STORED DATA
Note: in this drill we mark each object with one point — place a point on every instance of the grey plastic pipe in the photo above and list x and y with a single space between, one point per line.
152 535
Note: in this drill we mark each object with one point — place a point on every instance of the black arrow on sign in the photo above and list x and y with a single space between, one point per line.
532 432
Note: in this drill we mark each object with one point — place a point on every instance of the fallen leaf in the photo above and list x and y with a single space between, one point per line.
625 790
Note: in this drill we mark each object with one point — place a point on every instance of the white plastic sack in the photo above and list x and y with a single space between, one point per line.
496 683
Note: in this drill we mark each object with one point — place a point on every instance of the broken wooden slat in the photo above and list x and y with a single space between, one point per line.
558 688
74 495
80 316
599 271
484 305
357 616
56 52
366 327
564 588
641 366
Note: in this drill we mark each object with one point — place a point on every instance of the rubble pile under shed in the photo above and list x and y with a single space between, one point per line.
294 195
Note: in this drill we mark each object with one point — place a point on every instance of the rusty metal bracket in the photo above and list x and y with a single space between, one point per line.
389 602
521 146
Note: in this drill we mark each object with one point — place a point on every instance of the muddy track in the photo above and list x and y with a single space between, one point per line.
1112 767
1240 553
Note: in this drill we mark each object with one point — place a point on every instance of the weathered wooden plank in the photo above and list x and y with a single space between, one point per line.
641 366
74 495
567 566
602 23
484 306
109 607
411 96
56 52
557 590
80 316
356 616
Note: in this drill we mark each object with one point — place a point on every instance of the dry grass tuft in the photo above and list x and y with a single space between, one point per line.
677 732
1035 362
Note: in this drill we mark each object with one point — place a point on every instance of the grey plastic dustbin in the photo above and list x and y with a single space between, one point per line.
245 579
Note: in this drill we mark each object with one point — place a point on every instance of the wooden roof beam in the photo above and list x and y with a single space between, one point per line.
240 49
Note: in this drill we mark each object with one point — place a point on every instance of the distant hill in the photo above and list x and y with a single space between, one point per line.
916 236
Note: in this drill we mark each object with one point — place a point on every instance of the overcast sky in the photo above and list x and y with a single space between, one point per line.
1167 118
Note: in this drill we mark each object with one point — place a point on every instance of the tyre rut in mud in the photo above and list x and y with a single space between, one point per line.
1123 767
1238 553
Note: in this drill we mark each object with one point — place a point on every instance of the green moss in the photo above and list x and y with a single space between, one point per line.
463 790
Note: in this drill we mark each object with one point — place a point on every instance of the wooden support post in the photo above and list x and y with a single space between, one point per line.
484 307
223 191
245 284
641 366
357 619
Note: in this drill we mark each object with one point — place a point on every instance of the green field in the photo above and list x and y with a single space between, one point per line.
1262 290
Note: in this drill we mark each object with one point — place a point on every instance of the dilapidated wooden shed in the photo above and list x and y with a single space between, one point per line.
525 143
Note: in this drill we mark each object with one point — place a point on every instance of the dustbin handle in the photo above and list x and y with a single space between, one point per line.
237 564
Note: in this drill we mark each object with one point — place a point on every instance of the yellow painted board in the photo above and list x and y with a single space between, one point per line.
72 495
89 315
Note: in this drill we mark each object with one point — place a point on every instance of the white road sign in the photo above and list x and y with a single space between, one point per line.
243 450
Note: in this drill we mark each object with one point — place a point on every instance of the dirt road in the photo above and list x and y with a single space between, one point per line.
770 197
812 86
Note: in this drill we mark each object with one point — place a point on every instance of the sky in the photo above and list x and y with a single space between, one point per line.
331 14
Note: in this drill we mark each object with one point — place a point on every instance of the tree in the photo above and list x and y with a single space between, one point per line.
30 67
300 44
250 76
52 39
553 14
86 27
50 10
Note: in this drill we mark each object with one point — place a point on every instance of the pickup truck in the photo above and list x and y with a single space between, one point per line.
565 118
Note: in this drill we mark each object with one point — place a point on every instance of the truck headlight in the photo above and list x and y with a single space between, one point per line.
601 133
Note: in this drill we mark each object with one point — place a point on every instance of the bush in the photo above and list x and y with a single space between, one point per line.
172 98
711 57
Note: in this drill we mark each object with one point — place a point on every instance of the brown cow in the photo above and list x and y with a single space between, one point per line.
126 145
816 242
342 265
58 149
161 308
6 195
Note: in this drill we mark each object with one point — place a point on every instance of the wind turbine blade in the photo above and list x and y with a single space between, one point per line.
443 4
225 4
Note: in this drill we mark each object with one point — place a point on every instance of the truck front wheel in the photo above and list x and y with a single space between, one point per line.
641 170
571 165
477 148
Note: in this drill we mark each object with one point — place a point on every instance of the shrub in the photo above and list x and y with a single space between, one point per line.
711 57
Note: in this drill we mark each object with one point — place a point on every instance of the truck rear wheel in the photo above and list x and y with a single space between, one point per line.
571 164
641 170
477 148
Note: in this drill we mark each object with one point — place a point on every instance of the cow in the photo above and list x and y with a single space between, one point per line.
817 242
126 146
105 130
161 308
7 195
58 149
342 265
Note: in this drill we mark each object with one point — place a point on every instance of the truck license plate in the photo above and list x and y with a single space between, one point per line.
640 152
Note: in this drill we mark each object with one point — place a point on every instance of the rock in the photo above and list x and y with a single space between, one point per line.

STATED EXERCISE
The required output is the span of lines from the one containing "instance of the cow" to the last line, reproduced character for character.

IN RESPONSE
Note: in this drill we mark each object with one point — place a point on every instance of the cow in the photo above and list x and y with a single space between, one point per line.
817 242
126 146
105 130
161 308
7 195
58 149
342 265
Note: in this drill we mark each object with one point — place a point on every instance of the truck license plate in the photo above and list x and y with a single space between, one point per line.
640 152
Note: in this drill we mark each object with one point — place a point on every instance of the rock in the photo above and list x and y with a single space between, one point per line.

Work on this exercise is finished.